▸ Teks bacaan:
========================================================================
| Editor: Tri Adi
Pengenaan pajak sudah barang tentu mengandung maksud dan tujuan tertentu dan bukan semata-mata untuk membangun negara semata saja. Berdasarkan Organization Economic Cooperation and Development (OECD), pajak dapat dikenakan terhadap barang serta jasa tertentu. Nah, di Indonesia pajak jenis tersebut dikenal dengan sebutan cukai.
Berdasarkan Undang-Undang Nomor 39/2007 tentang Cukai, pengenaan cukai harus memenuhi sifat dan karakteristik. Seperti untuk membatasi konsumsi dari barang tersebut, mengawasi penyaluran dari barang yang bersangkutan. Atau barang konsumsi tersebut bisa merusak lingkungan hidup. Tapi bisa juga pengenaan cukai tersebut sebagai bentuk memenuhi rasa kebersamaan dan keadilan di masyarakat.
========================================================================
▸ Data yang disediakan:
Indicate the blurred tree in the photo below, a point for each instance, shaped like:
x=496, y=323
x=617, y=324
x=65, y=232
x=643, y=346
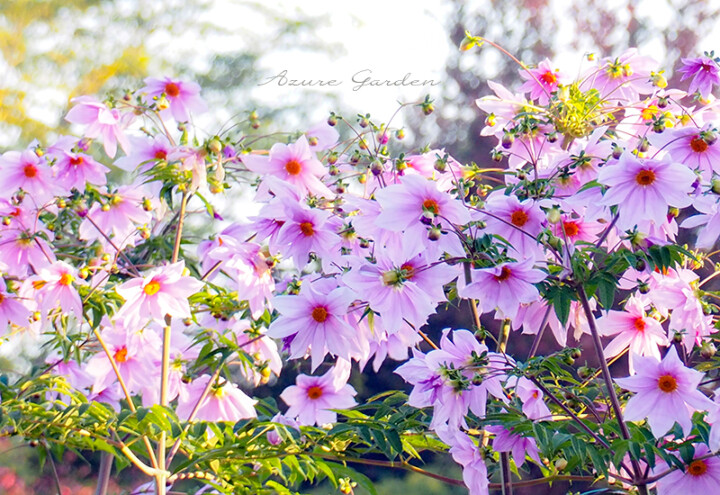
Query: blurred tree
x=530, y=30
x=53, y=50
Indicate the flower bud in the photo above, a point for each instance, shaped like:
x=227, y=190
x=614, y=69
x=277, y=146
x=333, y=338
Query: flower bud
x=617, y=151
x=507, y=140
x=707, y=350
x=716, y=186
x=584, y=372
x=554, y=215
x=215, y=146
x=709, y=137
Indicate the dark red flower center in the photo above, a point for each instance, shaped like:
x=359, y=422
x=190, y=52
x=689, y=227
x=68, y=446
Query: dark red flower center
x=571, y=228
x=319, y=314
x=504, y=274
x=314, y=392
x=645, y=177
x=409, y=271
x=120, y=355
x=431, y=206
x=697, y=468
x=293, y=167
x=519, y=218
x=152, y=288
x=307, y=229
x=640, y=324
x=172, y=90
x=698, y=145
x=30, y=171
x=667, y=383
x=548, y=78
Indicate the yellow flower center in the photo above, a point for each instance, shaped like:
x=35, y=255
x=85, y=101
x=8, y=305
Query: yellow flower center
x=120, y=355
x=152, y=288
x=66, y=279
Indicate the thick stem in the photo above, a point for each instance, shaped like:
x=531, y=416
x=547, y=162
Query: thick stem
x=106, y=461
x=505, y=473
x=161, y=478
x=607, y=377
x=473, y=304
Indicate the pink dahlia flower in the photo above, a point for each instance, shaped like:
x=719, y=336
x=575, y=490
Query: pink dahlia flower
x=316, y=321
x=183, y=97
x=701, y=476
x=101, y=121
x=643, y=189
x=690, y=146
x=634, y=329
x=312, y=397
x=704, y=72
x=504, y=286
x=665, y=392
x=25, y=170
x=542, y=81
x=295, y=163
x=520, y=446
x=163, y=291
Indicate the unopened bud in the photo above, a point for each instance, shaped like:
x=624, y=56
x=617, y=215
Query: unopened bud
x=707, y=350
x=716, y=186
x=507, y=140
x=434, y=234
x=215, y=146
x=554, y=215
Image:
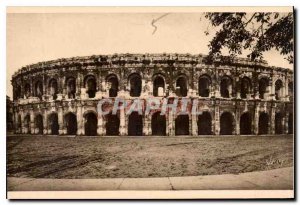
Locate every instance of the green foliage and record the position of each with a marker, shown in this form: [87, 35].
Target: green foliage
[256, 32]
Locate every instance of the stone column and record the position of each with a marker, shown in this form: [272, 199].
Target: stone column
[216, 124]
[100, 130]
[32, 125]
[45, 122]
[61, 121]
[194, 125]
[122, 128]
[80, 120]
[171, 123]
[146, 130]
[22, 130]
[256, 119]
[237, 121]
[272, 121]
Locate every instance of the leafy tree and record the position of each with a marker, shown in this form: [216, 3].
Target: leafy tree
[256, 32]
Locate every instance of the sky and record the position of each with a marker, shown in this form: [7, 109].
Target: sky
[36, 37]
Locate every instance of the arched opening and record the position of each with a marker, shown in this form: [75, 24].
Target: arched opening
[135, 124]
[245, 124]
[91, 86]
[158, 124]
[204, 124]
[27, 90]
[135, 83]
[71, 87]
[158, 86]
[290, 124]
[226, 124]
[262, 88]
[27, 124]
[291, 91]
[19, 124]
[278, 123]
[38, 91]
[245, 87]
[90, 125]
[39, 124]
[278, 90]
[53, 88]
[226, 87]
[181, 87]
[112, 124]
[53, 124]
[263, 123]
[204, 86]
[17, 92]
[182, 125]
[113, 82]
[71, 123]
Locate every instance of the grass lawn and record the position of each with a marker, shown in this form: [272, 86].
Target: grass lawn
[99, 157]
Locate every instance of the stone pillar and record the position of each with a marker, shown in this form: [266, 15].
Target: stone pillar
[100, 130]
[122, 128]
[272, 121]
[45, 122]
[171, 123]
[32, 125]
[61, 123]
[22, 130]
[146, 125]
[216, 124]
[194, 125]
[237, 121]
[16, 123]
[238, 88]
[80, 120]
[256, 119]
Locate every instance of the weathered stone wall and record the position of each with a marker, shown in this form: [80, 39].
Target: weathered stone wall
[46, 92]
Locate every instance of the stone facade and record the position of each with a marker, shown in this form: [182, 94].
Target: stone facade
[237, 97]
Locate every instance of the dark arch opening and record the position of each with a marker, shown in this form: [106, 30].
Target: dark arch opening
[290, 124]
[159, 82]
[71, 123]
[158, 124]
[112, 124]
[90, 126]
[263, 123]
[17, 92]
[182, 125]
[135, 82]
[262, 88]
[91, 86]
[245, 124]
[53, 123]
[291, 90]
[27, 90]
[71, 87]
[278, 89]
[27, 124]
[226, 124]
[53, 88]
[181, 87]
[245, 87]
[39, 124]
[225, 85]
[114, 85]
[278, 123]
[135, 124]
[203, 86]
[38, 91]
[204, 124]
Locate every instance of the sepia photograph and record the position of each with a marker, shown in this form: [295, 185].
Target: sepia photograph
[150, 102]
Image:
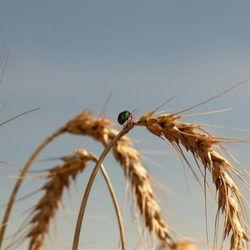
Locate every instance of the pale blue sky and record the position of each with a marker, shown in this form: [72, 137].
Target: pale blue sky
[68, 56]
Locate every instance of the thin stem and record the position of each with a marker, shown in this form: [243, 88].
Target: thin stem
[115, 202]
[90, 183]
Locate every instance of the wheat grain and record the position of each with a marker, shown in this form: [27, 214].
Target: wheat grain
[59, 179]
[203, 147]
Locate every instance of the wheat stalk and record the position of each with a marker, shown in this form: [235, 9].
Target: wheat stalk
[129, 158]
[203, 147]
[59, 179]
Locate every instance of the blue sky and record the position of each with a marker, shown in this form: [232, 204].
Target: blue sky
[68, 56]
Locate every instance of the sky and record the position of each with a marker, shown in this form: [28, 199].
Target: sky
[68, 56]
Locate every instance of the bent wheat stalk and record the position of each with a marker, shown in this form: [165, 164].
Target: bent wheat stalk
[130, 160]
[203, 147]
[58, 180]
[79, 123]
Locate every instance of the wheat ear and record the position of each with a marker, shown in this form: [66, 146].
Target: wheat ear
[130, 160]
[59, 179]
[203, 147]
[80, 123]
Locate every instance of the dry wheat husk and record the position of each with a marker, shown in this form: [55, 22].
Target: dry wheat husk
[58, 180]
[203, 147]
[130, 159]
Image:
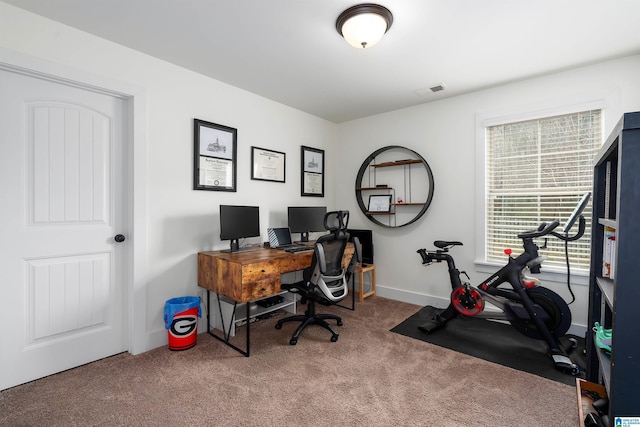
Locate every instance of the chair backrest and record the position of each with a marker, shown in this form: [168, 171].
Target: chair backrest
[327, 273]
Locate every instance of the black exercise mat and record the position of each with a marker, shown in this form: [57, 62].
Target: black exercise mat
[496, 342]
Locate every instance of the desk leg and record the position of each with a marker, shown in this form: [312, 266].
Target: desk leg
[227, 333]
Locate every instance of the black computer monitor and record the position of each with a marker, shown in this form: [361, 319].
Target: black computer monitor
[306, 219]
[238, 222]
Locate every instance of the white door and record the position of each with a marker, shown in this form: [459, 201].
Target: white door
[62, 295]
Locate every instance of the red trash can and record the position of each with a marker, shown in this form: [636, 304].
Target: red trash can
[181, 321]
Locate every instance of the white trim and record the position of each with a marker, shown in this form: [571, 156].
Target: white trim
[137, 173]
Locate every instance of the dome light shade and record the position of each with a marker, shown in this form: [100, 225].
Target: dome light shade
[363, 26]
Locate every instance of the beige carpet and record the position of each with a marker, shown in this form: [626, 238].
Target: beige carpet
[370, 377]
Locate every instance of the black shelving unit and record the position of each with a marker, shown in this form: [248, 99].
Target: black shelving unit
[615, 301]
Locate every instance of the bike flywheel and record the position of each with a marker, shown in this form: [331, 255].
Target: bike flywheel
[467, 301]
[555, 310]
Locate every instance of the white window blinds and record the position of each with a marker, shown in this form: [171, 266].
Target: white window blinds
[537, 170]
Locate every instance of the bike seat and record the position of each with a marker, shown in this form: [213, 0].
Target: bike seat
[445, 244]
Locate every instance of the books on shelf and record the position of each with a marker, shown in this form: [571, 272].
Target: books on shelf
========================================================================
▸ Jelajahi materi:
a: Menurut teks tentang cukai, undang-undang apa yang mengatur cukai?
b: Tolong teruskan teks tentang cukai, mulai setelah kalimat terakhirnya.
Data di atas berasal dari sumber lain, bukan dari teks tentang cukai.

▸ Jawaban per butir:
a: Undang-Undang Nomor 39/2007 tentang Cukai.

b:
Di Indonesia sendiri, pemberlakukan cukai tersebut cuma diterapkan untuk tiga kategori barang saja. Yaitu hasil tembakau (terutama rokok), etil alkohol, dan minuman yang mengandung etil alkohol. Sementara, negara-negara lain di dunia telah berhasil mengenakan cukai atas komoditi yang lebih beragam.
Sejatinya wacana untuk mendorong pemerintah melakukan ekstensifikasi cukai sudah lama berlangsung. Salah satu ekstensifikasi yang mendesak adalah pengenaan cukai bagi minuman berpemanis atau dikenal dengan sugar-sweetened beverages. Minuman berpemanis biasanya memiliki komposisi dasar air sebesar 90% dan sisanya terdiri dari bahan tambahan seperti zat pewarna, zat pemanis, gas CO2 dan atau zat pengawet.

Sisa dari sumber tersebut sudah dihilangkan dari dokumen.